Task prompt
Reproduce all of the material below word for word, leaving out the pictures.

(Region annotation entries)
** Begin **

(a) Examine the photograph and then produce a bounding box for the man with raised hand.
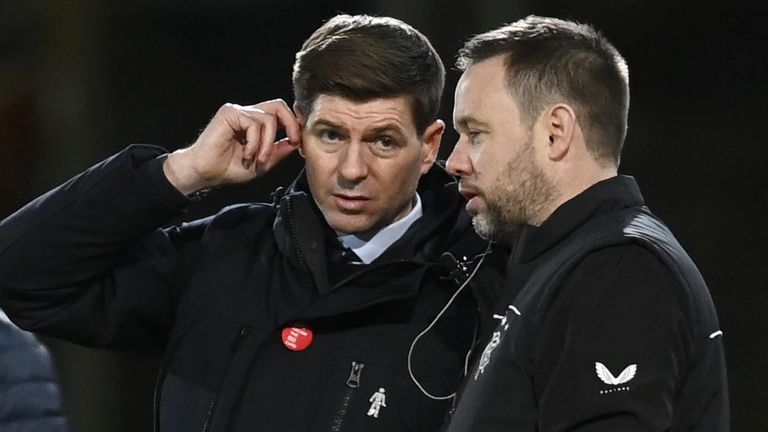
[0,15,504,432]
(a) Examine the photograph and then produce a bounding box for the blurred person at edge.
[446,16,729,432]
[0,309,69,432]
[0,15,505,432]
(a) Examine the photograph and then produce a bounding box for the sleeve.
[534,245,692,432]
[0,145,201,352]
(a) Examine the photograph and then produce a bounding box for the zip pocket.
[331,361,365,432]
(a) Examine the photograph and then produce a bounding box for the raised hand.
[163,99,301,195]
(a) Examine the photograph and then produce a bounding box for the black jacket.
[0,310,68,432]
[448,176,729,432]
[0,146,504,432]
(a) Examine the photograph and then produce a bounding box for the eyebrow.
[310,119,346,130]
[453,115,489,129]
[311,119,405,136]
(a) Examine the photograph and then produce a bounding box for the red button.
[283,324,314,351]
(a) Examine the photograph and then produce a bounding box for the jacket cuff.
[131,145,190,210]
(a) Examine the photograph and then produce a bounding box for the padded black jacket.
[0,145,504,432]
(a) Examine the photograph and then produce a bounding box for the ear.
[293,102,307,157]
[544,103,577,161]
[421,119,445,175]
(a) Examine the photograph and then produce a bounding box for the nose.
[339,142,368,184]
[445,137,472,177]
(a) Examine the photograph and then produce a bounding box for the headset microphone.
[408,238,493,400]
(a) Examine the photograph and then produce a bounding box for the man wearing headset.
[0,16,498,431]
[446,16,728,432]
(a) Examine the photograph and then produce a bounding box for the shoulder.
[167,203,276,245]
[563,243,687,318]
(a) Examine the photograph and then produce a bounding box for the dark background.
[0,0,768,432]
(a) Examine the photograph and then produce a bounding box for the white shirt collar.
[339,193,423,264]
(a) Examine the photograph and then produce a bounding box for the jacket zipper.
[202,326,253,432]
[285,195,317,289]
[331,361,365,432]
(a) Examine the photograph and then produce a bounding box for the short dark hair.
[293,15,445,133]
[456,15,629,165]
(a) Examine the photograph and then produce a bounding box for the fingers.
[260,137,299,172]
[238,99,301,165]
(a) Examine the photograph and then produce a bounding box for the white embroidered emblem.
[367,388,387,418]
[595,362,637,394]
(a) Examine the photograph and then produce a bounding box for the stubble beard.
[472,138,557,245]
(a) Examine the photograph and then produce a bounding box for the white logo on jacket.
[595,362,637,394]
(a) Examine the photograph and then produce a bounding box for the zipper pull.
[347,361,365,388]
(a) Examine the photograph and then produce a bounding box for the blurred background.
[0,0,768,432]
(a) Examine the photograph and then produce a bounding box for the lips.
[459,184,482,215]
[332,193,370,212]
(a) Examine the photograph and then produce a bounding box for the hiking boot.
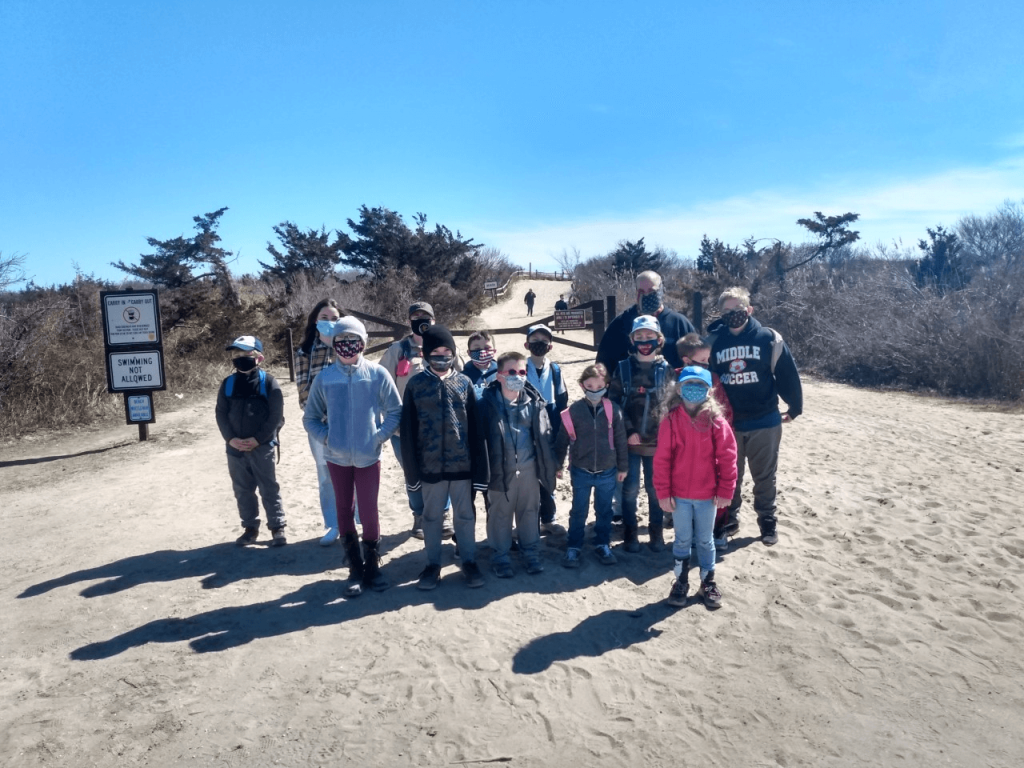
[321,528,339,547]
[594,544,618,565]
[462,560,485,589]
[345,532,366,597]
[647,517,672,552]
[234,528,259,547]
[416,563,441,590]
[490,562,515,579]
[623,525,640,552]
[666,577,690,608]
[362,539,391,592]
[694,570,722,610]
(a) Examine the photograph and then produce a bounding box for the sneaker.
[666,579,690,608]
[234,528,259,547]
[462,560,485,589]
[321,528,339,547]
[595,544,618,565]
[416,563,441,590]
[541,521,565,536]
[695,571,722,610]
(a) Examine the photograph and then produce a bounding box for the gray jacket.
[302,357,401,467]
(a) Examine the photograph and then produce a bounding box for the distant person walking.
[523,288,537,317]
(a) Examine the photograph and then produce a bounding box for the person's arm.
[302,376,330,444]
[253,374,285,445]
[775,341,804,422]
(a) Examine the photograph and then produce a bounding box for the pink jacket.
[654,406,736,501]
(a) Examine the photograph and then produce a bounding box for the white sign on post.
[103,293,160,346]
[106,349,164,392]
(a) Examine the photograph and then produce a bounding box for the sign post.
[99,289,167,440]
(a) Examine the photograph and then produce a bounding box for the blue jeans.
[672,498,716,580]
[568,466,617,549]
[623,454,665,527]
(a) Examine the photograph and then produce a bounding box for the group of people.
[217,272,803,608]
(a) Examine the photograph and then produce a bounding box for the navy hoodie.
[708,317,804,432]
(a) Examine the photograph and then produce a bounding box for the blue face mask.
[679,384,708,404]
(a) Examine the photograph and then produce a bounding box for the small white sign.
[106,349,164,392]
[127,394,153,422]
[103,293,160,346]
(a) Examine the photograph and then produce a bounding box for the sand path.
[0,281,1024,768]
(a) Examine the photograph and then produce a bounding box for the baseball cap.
[224,336,263,353]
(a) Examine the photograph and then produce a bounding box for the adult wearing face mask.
[597,270,695,371]
[380,301,465,539]
[708,288,804,547]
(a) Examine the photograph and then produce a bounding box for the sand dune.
[0,281,1024,768]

** End **

Result of this task
(a) Examine the photograph and then produce a bounding box for the man with raised hand.
[0,15,504,432]
(a) Examine the photograph and then produce a bounding box for the blurred person at edge.
[446,16,729,432]
[0,309,69,432]
[0,15,505,432]
(a) Examine the photograph and then produce a bounding box for the sleeve.
[534,245,692,432]
[0,145,201,352]
(a) Examine the photograph and then produce a bounding box for the zip pocket.
[331,361,365,432]
(a) Examine the photograph and then produce a bounding box for the raised hand.
[163,99,301,195]
(a) Examine the photograph and then produce a bounding box for the black jacket.
[0,310,68,432]
[448,176,729,432]
[0,146,504,432]
(a) Examine the photograph and then produce a bounding box for the eyebrow.
[310,119,346,130]
[453,115,489,129]
[311,119,405,136]
(a) Examine the photograph and then produce a bounding box for the red button.
[283,324,314,351]
(a) Examine the photograph and then produce a bounding box for the jacket cuff.
[131,145,190,210]
(a) Examine the photograph and then produce a bounding box for the padded black jacket.
[0,145,504,432]
(a) Examine the photograph and then produce a bounding box for the ear.
[293,102,307,157]
[544,103,577,161]
[421,119,445,175]
(a) Examine the photograph and then produce a bounding box for the nose.
[339,142,368,184]
[445,137,472,177]
(a) Examine the photograph and then produce a bounding box for the headset microphone.
[408,238,493,400]
(a) Examine the photograph and then produce a bounding box for the man wearing headset.
[0,16,498,431]
[446,16,728,432]
(a) Examine the photograph and then produce a bounding box for the shoulder.
[167,203,276,245]
[563,243,687,318]
(a) Examine the photograph and then produce a bounding box for the dark background.
[0,0,768,432]
(a) Examine the photograph and then produce a bounding box for the white shirt collar.
[339,193,423,264]
(a) Examine the photograph and then produce a bounding box for the jacket zipper.
[202,326,253,432]
[285,195,317,289]
[331,361,365,432]
(a) Examine the photograph and then produce a bounding box for the short dark hair.
[293,15,445,133]
[456,15,629,165]
(a) Examine the photograph and then produce a bounding box for the fingers.
[260,137,299,172]
[238,99,301,165]
(a) Examine the photograph and then produce a bounding box for the white embroidered emblem.
[367,388,387,418]
[595,362,637,394]
(a) Examine the photograph and then produce a bounding box for the stubble beard.
[472,138,557,245]
(a) Examine the photograph and then produce a bounding box for the white logo on jacket.
[595,362,637,394]
(a) Examine the photograph and then produce a bounding box for the zipper pull.
[347,361,365,388]
(a) Examine the photograph and then produce a bounding box for the blurred background.
[0,0,768,432]
(a) Examine the photograph and then produce a bounding box for the lips.
[459,184,482,215]
[332,193,370,212]
(a) Examine the photograph and then produce a bounding box for the hiking boot.
[321,528,339,547]
[594,544,618,565]
[462,560,485,589]
[345,532,366,597]
[647,517,672,552]
[234,528,259,547]
[416,563,441,590]
[490,562,515,579]
[623,525,640,552]
[666,577,690,608]
[362,539,391,592]
[694,570,722,610]
(a) Examine the photograph and then produce a bounding box for the sneaker.
[666,579,690,608]
[234,528,259,547]
[462,560,485,589]
[321,528,339,547]
[595,544,618,565]
[416,563,441,590]
[541,521,565,536]
[695,571,722,610]
(a) Examine the photograph and then produce a bounding box for the gray jacket.
[302,357,401,467]
(a) Examine the photograph and then produce a bounding box for the distant person walking.
[523,288,537,317]
(a) Examine the photograph and then produce a bounding box for the person's arm.
[302,376,330,444]
[253,374,285,445]
[775,341,804,422]
(a) Examine the photograph and then produce a bounding box for the pink jacket.
[654,406,736,501]
(a) Examine the photograph and then produce a bounding box for the white sign on post.
[103,293,160,346]
[106,349,164,392]
(a) Examine the photograph and then produce a bounding box for the sign post.
[99,289,167,440]
(a) Examine the photograph and then produce a bounding box for the blue jeans.
[672,498,716,580]
[568,466,617,549]
[623,454,665,527]
(a) Examine the photograph and then produce a bounding box for the group of people.
[217,272,803,608]
(a) Examine the photograph and then produce a bounding box for the navy hoodie.
[708,317,804,432]
(a) Examine the photograph and then produce a bounding box for the blue face mask.
[679,384,708,404]
(a) Examine the photograph and then produce a bounding box for the small white sign.
[106,349,164,392]
[127,394,153,422]
[103,293,160,346]
(a) Examine the photograph and then produce a bounding box for the sand path.
[0,281,1024,768]
(a) Examine the photograph and then produce a bounding box for the baseball cap.
[224,336,263,353]
(a) Examine the photograph and then produce a bounding box for the adult wearing face mask.
[597,270,695,371]
[380,301,465,539]
[708,288,804,547]
(a) Examine the photograph and then produce a bounding box for the sand dune.
[0,281,1024,768]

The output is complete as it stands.